In her books, and eventually her small vibrator shop, Blank helped give form to what would eventually become known as “sex-positive feminism.” She blended the educationally oriented and quasi-therapeutic approach to talking about sex that she had refined as a sex therapist with aspects of 1970s feminist consciousness-raising and humanistic sexology, turning her small vibrator shop into a sexual resource center for anyone who might wander in. She felt that talking about sex should be as casual as talking about the weather; she also believed that sexual information was a birthright and that no one should be made to feel ashamed or embarrassed for wanting more pleasure in their life.
“Everything we know and love about vibrators, the new sex toy technologies, the proliferation of feminist- and queer-run sex-positive stores around the country—all of them have a piece of Joani’s vision, attitude, and spirit in them,” sex educator and writer Tristan Taormino wrote in an email. “Her legacy in the sex-positive world—and beyond—is huge and undeniable.”

Problem set »
**a.** Please translate this sentence from the passage on sex-positive feminism into Spanish: "Her legacy in the sex-positive world—and beyond—is huge and undeniable."
**b.** Extract the stretch of the passage on sex-positive feminism from "In her books, and" through "in their life.".

Items listed in a dataset »
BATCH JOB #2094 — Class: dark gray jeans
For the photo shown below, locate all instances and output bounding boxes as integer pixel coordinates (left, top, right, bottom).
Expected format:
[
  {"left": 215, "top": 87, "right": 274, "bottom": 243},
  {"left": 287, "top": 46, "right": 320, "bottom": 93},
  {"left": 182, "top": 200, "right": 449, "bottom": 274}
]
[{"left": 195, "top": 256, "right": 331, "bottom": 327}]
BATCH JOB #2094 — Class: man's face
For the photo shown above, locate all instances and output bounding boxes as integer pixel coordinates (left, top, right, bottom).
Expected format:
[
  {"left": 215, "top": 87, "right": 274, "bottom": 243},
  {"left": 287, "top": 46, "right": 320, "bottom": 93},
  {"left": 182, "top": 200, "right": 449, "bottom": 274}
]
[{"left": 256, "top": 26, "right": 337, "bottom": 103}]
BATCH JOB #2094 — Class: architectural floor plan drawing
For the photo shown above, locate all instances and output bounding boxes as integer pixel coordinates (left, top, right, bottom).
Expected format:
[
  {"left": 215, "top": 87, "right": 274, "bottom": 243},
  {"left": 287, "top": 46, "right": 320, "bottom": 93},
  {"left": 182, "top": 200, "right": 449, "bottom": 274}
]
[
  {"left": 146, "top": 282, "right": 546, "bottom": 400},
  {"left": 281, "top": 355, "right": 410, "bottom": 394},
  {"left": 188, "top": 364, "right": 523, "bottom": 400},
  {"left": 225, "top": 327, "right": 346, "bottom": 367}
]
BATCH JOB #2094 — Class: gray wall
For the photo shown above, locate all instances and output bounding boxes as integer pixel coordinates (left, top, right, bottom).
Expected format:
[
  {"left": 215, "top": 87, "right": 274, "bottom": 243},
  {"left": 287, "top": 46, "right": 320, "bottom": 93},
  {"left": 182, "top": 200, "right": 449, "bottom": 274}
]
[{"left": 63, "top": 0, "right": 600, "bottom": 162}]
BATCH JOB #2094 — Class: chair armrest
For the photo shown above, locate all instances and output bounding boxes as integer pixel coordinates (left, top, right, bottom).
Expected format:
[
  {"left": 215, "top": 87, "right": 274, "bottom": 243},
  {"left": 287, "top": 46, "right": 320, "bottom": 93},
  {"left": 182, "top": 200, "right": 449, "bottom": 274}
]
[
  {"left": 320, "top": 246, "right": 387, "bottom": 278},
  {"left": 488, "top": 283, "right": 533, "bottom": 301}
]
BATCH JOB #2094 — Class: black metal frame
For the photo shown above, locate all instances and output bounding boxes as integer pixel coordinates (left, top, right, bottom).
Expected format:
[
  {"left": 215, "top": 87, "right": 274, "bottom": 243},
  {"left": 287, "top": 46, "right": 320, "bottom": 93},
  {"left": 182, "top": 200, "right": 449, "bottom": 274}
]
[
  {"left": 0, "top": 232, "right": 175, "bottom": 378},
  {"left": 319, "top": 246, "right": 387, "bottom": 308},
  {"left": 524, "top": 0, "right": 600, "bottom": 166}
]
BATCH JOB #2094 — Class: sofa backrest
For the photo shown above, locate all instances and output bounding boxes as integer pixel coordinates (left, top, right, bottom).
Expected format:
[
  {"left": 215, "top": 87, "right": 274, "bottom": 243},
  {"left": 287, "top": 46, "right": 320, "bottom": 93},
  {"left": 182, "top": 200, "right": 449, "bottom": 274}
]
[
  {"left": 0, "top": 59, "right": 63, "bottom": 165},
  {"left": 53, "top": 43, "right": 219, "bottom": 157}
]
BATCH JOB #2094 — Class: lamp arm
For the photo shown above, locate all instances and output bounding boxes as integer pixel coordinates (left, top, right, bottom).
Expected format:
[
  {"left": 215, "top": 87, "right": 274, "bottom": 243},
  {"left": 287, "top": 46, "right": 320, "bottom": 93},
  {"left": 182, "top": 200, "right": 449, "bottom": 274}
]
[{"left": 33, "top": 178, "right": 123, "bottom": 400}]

Solved tasks »
**a.** Su legado en el mundo sex-positivo —y más allá— es enorme e innegable.

**b.**
In her books, and eventually her small vibrator shop, Blank helped give form to what would eventually become known as “sex-positive feminism.” She blended the educationally oriented and quasi-therapeutic approach to talking about sex that she had refined as a sex therapist with aspects of 1970s feminist consciousness-raising and humanistic sexology, turning her small vibrator shop into a sexual resource center for anyone who might wander in. She felt that talking about sex should be as casual as talking about the weather; she also believed that sexual information was a birthright and that no one should be made to feel ashamed or embarrassed for wanting more pleasure in their life.